-- Start of RECORDS PROVIDED --

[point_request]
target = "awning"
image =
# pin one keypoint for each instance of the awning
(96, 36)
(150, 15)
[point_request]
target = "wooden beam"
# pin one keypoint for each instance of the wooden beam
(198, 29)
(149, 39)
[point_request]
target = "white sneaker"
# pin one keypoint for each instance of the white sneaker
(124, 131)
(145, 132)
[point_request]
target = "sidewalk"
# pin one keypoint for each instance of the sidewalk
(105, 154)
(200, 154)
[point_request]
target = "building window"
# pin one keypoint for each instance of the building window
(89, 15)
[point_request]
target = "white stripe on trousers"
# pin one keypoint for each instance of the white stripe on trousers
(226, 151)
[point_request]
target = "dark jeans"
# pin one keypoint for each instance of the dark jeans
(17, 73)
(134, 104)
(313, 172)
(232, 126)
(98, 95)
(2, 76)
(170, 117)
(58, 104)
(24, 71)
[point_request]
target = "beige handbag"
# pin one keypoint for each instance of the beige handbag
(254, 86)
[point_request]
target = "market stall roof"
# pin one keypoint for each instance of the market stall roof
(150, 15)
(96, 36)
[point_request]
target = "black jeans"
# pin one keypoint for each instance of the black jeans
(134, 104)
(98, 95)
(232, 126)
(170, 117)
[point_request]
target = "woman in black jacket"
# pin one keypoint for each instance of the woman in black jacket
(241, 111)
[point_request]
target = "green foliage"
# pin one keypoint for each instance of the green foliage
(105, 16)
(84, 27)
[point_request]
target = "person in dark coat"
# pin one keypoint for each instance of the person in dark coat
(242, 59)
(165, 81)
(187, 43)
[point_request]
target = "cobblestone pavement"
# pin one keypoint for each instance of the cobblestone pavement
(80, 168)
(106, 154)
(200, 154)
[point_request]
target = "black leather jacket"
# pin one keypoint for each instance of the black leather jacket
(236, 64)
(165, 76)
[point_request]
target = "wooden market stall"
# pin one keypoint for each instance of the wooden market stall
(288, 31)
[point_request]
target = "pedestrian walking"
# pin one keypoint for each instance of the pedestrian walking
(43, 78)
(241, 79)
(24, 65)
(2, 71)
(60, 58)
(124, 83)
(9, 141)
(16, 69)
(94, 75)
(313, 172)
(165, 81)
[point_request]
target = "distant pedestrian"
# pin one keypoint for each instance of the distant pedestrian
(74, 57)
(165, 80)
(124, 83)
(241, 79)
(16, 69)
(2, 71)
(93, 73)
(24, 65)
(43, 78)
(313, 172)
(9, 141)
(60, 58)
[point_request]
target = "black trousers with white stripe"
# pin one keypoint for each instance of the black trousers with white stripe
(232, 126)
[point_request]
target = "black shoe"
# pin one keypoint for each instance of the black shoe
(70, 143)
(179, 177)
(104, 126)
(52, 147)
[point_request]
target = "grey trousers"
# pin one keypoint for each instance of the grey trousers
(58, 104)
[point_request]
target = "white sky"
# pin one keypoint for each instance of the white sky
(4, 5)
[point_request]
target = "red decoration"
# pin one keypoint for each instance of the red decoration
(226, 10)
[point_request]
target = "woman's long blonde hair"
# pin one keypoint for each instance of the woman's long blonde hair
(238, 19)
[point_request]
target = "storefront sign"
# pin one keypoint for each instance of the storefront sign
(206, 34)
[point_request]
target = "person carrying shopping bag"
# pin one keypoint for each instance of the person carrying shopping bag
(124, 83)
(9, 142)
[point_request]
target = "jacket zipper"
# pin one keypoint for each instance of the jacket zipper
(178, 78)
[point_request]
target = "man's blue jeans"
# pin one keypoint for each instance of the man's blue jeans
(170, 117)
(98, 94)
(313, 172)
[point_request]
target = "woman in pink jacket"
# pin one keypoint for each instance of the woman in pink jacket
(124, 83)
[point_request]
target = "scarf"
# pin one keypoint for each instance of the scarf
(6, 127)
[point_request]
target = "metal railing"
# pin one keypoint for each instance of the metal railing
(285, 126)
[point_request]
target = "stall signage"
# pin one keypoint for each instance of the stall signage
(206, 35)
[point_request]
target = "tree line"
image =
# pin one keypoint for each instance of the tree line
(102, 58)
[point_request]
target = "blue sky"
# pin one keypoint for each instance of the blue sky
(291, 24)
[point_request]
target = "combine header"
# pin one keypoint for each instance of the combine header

-- End of RECORDS PROVIDED --

• TASK DETAILS: Copy the material above verbatim.

• WRITTEN SOLUTION:
[point_request]
target = "awning"
image =
# pin one keypoint for each instance of the awning
(96, 36)
(150, 15)
[point_request]
target = "wooden beam"
# pin one keypoint for each instance of the wooden beam
(198, 29)
(149, 39)
[point_request]
target = "white sneaker"
# pin one keypoint for each instance of the white sneaker
(124, 131)
(145, 132)
[point_request]
target = "sidewalk"
# pin one keypoint for each instance of the sidewalk
(105, 154)
(200, 154)
[point_request]
target = "building window"
# pin one keypoint for each instance of the building window
(89, 15)
[point_request]
target = "white stripe on trousers"
# pin one keypoint for each instance of the white stripe on trousers
(226, 151)
[point_request]
target = "dark jeans"
# pin one keypoint for each instance of the dark jeans
(17, 73)
(134, 104)
(313, 172)
(232, 126)
(98, 95)
(2, 76)
(170, 117)
(58, 104)
(24, 71)
[point_request]
target = "beige handbag"
# pin one keypoint for each instance of the beige handbag
(254, 86)
[point_request]
target = "market stall roof"
# pin one keypoint for each instance of the market stall roof
(150, 15)
(96, 36)
[point_request]
target = "black jeans"
# pin one keypoint for each instance of the black jeans
(134, 104)
(98, 95)
(232, 126)
(170, 117)
[point_request]
target = "woman in black jacket"
# pin one keypoint for each instance of the woman in black jacket
(241, 111)
[point_request]
target = "green foliage"
# pin one keypoint for each instance of the green foliage
(105, 16)
(84, 27)
[point_request]
target = "person in dark coat"
# pin one keypoint for each instance of the person in dark coat
(242, 59)
(165, 81)
(187, 43)
[point_request]
target = "cobblestone pavement"
# pin one keypoint for each instance of the cobblestone pavement
(80, 168)
(106, 154)
(200, 154)
[point_request]
target = "black leather jacket"
# pin one keypoint for each instance of the black leather jacket
(236, 64)
(165, 76)
[point_request]
target = "wooden market stall"
# pin one keypoint for each instance of the wooden market stall
(288, 31)
[point_request]
target = "pedestrian walking"
# pin one keypoint for each instance of the pedestrian walking
(43, 78)
(241, 79)
(24, 65)
(2, 71)
(60, 58)
(124, 83)
(9, 141)
(16, 69)
(94, 75)
(313, 172)
(165, 81)
[point_request]
target = "distant pedestrian"
# pin one keypoint for each instance of the distant pedestrian
(74, 57)
(165, 80)
(124, 83)
(241, 79)
(16, 69)
(2, 71)
(93, 73)
(24, 65)
(43, 78)
(313, 172)
(9, 141)
(60, 58)
[point_request]
target = "black trousers with white stripe"
# pin one keypoint for each instance of the black trousers with white stripe
(232, 126)
[point_request]
target = "black shoe"
# pin one keypoint for each instance of the black shoe
(70, 143)
(179, 177)
(104, 126)
(52, 147)
[point_request]
target = "grey trousers"
# pin one keypoint for each instance of the grey trousers
(58, 104)
[point_request]
target = "white sky"
# pin one keypoint for each instance of the white sky
(4, 5)
[point_request]
target = "red decoration"
# pin one keypoint for each instance of the red decoration
(226, 10)
[point_request]
target = "woman's long blonde hair"
# pin one keypoint for each instance of the woman's long blonde hair
(238, 19)
[point_request]
target = "storefront sign"
# pin one keypoint for each instance of the storefront sign
(206, 34)
[point_request]
target = "person carrying shopping bag"
# pin one keypoint for each instance of the person carrying shopping bag
(124, 83)
(9, 142)
[point_request]
target = "jacket zipper"
# pin one keypoint for each instance of the jacket zipper
(178, 78)
[point_request]
target = "man's blue jeans"
# pin one keypoint for each instance of the man's blue jeans
(170, 117)
(98, 94)
(313, 172)
[point_request]
target = "woman in pink jacket"
# pin one keypoint for each instance of the woman in pink jacket
(124, 83)
[point_request]
target = "scarf"
# pin one keypoint for each instance of the scarf
(6, 127)
[point_request]
target = "metal railing"
# pin one keypoint for each instance of the metal railing
(285, 126)
[point_request]
target = "stall signage"
# pin one keypoint for each instance of the stall signage
(206, 35)
[point_request]
target = "tree line"
image =
# pin one keypoint for each instance of the tree line
(102, 58)
[point_request]
target = "blue sky"
# pin one keypoint for each instance of the blue sky
(291, 24)
[point_request]
target = "combine header"
# pin one keypoint for each instance of the combine header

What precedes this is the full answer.